Problem to work on: Write out these lines exactly, beginning with the line containing "Target object class for this labeling batch: green water." and continuing through the line containing "237, 149, 273, 177".

***** Dataset excerpts *****

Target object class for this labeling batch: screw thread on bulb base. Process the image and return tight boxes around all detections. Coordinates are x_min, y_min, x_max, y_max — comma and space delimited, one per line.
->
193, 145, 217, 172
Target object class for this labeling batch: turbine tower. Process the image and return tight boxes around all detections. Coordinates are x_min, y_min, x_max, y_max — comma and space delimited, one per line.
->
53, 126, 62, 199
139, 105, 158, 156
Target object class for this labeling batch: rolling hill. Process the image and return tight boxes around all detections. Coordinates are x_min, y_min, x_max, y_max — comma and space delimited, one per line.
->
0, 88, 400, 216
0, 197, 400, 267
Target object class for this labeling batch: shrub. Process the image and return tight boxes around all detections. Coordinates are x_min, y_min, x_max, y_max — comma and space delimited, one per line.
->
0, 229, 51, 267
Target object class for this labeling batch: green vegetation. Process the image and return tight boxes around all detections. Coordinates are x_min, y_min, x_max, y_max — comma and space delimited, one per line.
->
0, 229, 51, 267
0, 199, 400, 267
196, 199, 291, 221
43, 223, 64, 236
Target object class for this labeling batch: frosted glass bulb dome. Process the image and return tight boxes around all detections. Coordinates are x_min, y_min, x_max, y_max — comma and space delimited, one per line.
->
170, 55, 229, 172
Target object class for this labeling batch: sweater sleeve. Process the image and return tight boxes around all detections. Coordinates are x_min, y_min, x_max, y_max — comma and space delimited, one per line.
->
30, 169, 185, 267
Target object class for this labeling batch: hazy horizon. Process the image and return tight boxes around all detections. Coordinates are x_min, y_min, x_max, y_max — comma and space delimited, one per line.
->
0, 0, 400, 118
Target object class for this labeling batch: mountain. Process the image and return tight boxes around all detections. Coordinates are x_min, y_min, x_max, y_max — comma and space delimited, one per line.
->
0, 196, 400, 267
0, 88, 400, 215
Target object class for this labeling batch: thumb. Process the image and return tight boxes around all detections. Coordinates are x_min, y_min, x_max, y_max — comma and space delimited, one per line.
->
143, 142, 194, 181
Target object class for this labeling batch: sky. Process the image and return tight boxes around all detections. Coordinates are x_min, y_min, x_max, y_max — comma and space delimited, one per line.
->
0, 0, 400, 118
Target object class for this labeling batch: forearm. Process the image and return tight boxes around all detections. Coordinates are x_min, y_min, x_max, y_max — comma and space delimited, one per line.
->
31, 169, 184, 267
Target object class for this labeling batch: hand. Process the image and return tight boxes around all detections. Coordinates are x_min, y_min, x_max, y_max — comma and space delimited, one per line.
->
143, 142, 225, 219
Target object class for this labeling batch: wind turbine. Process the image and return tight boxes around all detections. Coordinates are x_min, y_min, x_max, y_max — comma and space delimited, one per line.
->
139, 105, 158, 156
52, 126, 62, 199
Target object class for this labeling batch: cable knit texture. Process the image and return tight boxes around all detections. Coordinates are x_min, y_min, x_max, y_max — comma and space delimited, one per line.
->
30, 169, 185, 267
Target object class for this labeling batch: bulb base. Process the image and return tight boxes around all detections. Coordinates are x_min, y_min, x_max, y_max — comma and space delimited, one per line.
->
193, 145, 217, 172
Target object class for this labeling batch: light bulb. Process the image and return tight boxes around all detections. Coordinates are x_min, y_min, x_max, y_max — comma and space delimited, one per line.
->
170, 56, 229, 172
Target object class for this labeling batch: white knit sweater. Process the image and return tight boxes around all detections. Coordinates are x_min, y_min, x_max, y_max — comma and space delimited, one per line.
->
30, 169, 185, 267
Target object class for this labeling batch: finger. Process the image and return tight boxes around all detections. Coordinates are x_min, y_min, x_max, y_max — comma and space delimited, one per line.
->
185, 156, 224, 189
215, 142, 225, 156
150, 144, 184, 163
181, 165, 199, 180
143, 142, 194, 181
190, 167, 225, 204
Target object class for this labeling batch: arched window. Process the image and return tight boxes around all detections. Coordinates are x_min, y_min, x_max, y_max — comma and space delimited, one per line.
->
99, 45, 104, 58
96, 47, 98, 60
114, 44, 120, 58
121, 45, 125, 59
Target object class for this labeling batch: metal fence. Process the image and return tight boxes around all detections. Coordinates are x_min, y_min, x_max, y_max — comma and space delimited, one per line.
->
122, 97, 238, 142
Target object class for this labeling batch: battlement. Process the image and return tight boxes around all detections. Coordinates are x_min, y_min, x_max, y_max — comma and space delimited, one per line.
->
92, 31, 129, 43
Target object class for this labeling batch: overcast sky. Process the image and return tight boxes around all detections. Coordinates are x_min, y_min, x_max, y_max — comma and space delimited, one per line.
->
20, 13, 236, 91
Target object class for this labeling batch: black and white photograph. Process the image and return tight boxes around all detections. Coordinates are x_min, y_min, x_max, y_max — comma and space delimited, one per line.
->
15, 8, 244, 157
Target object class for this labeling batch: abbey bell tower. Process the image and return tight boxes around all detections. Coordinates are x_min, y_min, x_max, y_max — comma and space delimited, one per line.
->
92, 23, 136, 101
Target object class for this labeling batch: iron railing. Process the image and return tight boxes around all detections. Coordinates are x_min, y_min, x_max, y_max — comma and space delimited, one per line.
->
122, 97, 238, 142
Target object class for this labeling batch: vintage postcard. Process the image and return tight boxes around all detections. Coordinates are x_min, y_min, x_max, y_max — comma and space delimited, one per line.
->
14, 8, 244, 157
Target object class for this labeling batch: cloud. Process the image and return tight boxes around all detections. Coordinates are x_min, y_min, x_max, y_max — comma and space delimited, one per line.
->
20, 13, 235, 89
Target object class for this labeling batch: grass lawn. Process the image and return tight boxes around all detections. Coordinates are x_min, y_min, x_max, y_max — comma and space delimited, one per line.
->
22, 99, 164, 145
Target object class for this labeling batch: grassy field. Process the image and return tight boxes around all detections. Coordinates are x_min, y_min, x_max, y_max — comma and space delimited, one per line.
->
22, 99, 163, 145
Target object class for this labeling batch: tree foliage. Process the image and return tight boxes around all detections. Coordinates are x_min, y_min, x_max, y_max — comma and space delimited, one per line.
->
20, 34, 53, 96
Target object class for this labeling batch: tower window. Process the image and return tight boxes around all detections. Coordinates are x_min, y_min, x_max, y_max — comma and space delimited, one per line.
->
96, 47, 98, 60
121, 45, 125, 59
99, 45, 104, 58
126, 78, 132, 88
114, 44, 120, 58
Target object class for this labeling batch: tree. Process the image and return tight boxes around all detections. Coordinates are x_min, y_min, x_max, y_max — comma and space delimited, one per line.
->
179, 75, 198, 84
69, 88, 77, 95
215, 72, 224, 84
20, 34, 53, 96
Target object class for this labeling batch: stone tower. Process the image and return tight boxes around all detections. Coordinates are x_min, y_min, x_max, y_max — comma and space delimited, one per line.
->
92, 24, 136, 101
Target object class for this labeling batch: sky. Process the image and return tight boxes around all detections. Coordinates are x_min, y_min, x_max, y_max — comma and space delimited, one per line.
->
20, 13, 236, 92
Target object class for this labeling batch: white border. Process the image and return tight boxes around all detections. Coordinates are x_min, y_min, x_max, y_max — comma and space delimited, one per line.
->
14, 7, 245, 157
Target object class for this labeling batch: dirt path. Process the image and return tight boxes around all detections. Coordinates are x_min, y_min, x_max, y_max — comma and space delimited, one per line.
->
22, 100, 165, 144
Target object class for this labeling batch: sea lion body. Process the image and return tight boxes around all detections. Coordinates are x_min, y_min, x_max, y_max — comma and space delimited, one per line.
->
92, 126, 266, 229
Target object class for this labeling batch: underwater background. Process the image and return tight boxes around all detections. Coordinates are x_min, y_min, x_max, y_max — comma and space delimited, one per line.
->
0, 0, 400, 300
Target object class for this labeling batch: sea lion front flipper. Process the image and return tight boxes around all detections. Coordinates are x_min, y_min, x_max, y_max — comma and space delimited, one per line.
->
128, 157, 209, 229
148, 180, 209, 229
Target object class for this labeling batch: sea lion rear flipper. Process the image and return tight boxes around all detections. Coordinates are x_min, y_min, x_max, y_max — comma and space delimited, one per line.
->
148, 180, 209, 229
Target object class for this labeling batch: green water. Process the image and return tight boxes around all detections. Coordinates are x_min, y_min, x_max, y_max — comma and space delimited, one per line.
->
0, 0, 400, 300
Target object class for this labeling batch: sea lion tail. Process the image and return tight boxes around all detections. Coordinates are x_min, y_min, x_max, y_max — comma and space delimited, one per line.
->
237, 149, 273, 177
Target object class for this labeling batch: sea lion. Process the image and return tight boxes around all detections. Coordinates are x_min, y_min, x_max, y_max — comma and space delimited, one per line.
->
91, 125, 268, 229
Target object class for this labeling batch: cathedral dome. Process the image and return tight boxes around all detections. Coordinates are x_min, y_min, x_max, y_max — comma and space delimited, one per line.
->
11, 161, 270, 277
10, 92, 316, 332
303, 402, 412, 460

*****

Answer to this exercise:
Target object class for this labeling batch: green water. Process the image and return tight boxes around all detections. Coordinates are x_min, y_min, x_max, y_max — comma and space delimited, one per line.
->
0, 0, 400, 300
Target object class for this labeling batch: sea lion tail. Process the image and return tight boxes around all detections. Coordinates are x_min, y_min, x_max, y_max — comma and space delimited, one per line.
->
237, 149, 273, 177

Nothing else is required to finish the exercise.